▶ _Gegeven opgave_: Schrijf een vervolg op de uitspraak over de bouwvergunningen voor de schuur van een paardenmelkerij. Begin direct na de laatste zin van die uitspraak.

▶ _Tekstfragment_:
****************************************
RECHTBANK MIDDELBURG
Sector bestuursrecht
uitspraak van de enkelvoudige kamer voor bestuursrechtelijke zaken
[Naam],
wonende te Veere,
en
de commanditaire vennootschap De Heksenketel C.V.,
gevestigd te Veere
eisers,
gemachtigde mr. M.W. Dieleman, advocaat te Middelburg,
het college van burgemeester en wethouders van de gemeente Veere,
verweerder.
Bij brief van 6 november 2008 hebben eisers beroep ingesteld tegen het niet tijdig nemen van een besluit op bezwaar.
Bij besluit op bezwaar van 4 november 2008, verzonden 10 november 2008,(hierna: het bestreden besluit) heeft verweerder besloten het bezwaar ongegrond te verklaren.
Het beroep is op 14 april 2009, 29 april 2009, 12 mei 2009 en 20 mei 2009, gelijktijdig met een aantal andere beroepszaken tussen partijen, behandeld ter zitting. Eisers hebben zich laten vertegenwoordigen door [naam], bijgestaan door de gemachtigde. Verweerder heeft zich laten vertegenwoordigen door mr. J.M. den Boer, M. Dekker, P.S. Kluijfhout, W.J. van Tatenhove en mr. J.C. Waverijn. Het onderzoek is op 2 juni 2009 gesloten.
1. Bij afzonderlijke, gelijkluidende, aan eisers gerichte besluiten van 8 juli 2008 heeft verweerder besloten
a. de verleende bouwvergunningen eerste en tweede fase tot het realiseren van een agrarische schuur aan [adres] in te trekken wanneer niet binnen een termijn van drie maanden na voltooiing van de schuur een paardenmelkerij in bedrijf is, blijkend uit de aanwezigheid van ten minste 15 paarden en/of pony’s, waarvan 13 drachtig of zogend; en
b. een preventieve last onder dwangsom op te leggen om, in het geval zich de situatie onder a. voordoet, binnen drie maanden de strijdigheid op te heffen door de agrarische schuur in gebruik te nemen voor een paardenmelkerij. Indien de overtreding niet binnen de gestelde termijn is opgeheven zal de geconstateerde strijdigheid door middel van het opleggen van een last onder dwangsom worden beëindigd. De hoogte van de dwangsom wordt bepaald op € 2.500,- per week dat de overtreding voortduurt, met een maximum van € 300.000,-.
2. Tegen deze besluiten hebben eisers op 30 juli 2008 bezwaar gemaakt. Bij brief van 6 november 2008 hebben eisers beroep ingesteld tegen het niet tijdig nemen van een besluit op bezwaar.
****************************************
▶ _Rijen uit gegevensset_:
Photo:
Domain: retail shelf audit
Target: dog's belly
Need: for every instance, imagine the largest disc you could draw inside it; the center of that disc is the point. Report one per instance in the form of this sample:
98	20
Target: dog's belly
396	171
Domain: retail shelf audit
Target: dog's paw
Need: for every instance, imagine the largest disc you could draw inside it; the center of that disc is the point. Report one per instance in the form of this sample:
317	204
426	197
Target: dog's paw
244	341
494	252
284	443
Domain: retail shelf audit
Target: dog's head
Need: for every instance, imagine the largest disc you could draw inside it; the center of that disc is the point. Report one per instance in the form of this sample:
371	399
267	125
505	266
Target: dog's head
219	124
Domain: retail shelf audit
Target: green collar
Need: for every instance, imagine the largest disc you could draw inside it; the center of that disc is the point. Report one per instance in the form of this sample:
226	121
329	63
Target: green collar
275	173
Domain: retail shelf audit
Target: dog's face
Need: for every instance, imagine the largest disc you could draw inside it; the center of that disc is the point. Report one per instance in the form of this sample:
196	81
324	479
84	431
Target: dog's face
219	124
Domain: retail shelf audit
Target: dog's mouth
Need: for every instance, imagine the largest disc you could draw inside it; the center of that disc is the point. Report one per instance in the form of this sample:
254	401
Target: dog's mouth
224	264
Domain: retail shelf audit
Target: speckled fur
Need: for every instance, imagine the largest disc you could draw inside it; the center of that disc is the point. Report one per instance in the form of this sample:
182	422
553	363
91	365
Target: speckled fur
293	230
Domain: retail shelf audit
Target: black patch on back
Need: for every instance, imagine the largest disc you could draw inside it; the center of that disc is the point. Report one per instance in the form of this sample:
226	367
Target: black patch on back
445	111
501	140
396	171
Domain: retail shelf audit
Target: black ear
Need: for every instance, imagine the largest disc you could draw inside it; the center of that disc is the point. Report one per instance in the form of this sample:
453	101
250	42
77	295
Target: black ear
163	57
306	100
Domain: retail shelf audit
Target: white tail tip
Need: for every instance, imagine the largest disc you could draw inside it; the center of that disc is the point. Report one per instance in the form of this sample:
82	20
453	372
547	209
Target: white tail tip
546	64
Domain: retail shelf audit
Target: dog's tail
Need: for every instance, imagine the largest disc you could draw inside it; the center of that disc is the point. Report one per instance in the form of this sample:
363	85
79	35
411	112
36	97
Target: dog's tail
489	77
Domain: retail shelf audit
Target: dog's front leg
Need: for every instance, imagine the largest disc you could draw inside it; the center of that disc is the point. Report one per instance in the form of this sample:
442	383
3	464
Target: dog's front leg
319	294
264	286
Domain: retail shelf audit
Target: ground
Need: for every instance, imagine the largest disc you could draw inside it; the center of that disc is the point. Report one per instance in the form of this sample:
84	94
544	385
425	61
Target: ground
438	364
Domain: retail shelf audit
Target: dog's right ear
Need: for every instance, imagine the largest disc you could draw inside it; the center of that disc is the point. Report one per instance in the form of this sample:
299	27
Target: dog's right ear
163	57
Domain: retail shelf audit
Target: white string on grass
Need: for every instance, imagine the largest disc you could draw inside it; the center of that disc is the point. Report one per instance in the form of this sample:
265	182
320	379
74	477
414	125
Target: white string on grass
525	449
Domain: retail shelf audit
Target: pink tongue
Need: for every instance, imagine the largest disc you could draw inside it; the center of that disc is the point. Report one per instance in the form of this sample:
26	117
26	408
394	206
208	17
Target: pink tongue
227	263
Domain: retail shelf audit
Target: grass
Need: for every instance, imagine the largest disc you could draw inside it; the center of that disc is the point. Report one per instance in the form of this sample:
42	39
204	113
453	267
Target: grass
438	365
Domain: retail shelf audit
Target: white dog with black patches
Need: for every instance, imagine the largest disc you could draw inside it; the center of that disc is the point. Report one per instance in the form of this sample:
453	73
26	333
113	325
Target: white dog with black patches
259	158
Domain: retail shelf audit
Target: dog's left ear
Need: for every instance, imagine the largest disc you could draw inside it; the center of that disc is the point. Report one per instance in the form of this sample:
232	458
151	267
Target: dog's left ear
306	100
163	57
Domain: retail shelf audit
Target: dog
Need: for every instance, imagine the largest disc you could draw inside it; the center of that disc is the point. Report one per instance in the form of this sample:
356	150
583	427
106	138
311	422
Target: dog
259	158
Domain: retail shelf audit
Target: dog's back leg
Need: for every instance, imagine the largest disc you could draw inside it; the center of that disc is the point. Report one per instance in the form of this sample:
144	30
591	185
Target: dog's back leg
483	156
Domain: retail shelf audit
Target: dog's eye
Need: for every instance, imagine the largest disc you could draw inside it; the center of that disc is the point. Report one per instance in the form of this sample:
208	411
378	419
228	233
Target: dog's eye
****************************************
▶ _Antwoord op opgave_:
Niet tijdig nemen van een besluit op bezwaar
3. In de brief van 30 juli 2008 van eisers is onder meer vermeld: “Namens mevrouw [naam](…) en namens de commanditaire vennootschap De Heksenketel C.V. (…) (hierna: De Heksenketel C.V.) tekenen wij hierbij bezwaar aan”. Voorts is in de brief gerefereerd aan het besluit van 8 juli 2008 dat aan belanghebbenden, dat wil zeggen: eiseres [naam] en eiseres De Heksenketel, is verzonden. Hieruit blijkt naar het oordeel van de rechtbank genoegzaam dat door eisers tegen beide besluiten van 8 juli 2008 bezwaar is gemaakt. In dit verband komt ook betekenis toe aan het feit dat het gaat om twee gelijkluidende besluiten. Dat in het bezwaarschrift slechts het kenmerk is genoemd van het aan eiseres [naam] gerichte besluit van 8 juli 2008 is van onvoldoende betekenis om tot een ander oordeel te komen. Voor zover bij verweerder onduidelijkheid heeft kunnen bestaan, had het op de weg van verweerder gelegen om bij eisers navraag te doen.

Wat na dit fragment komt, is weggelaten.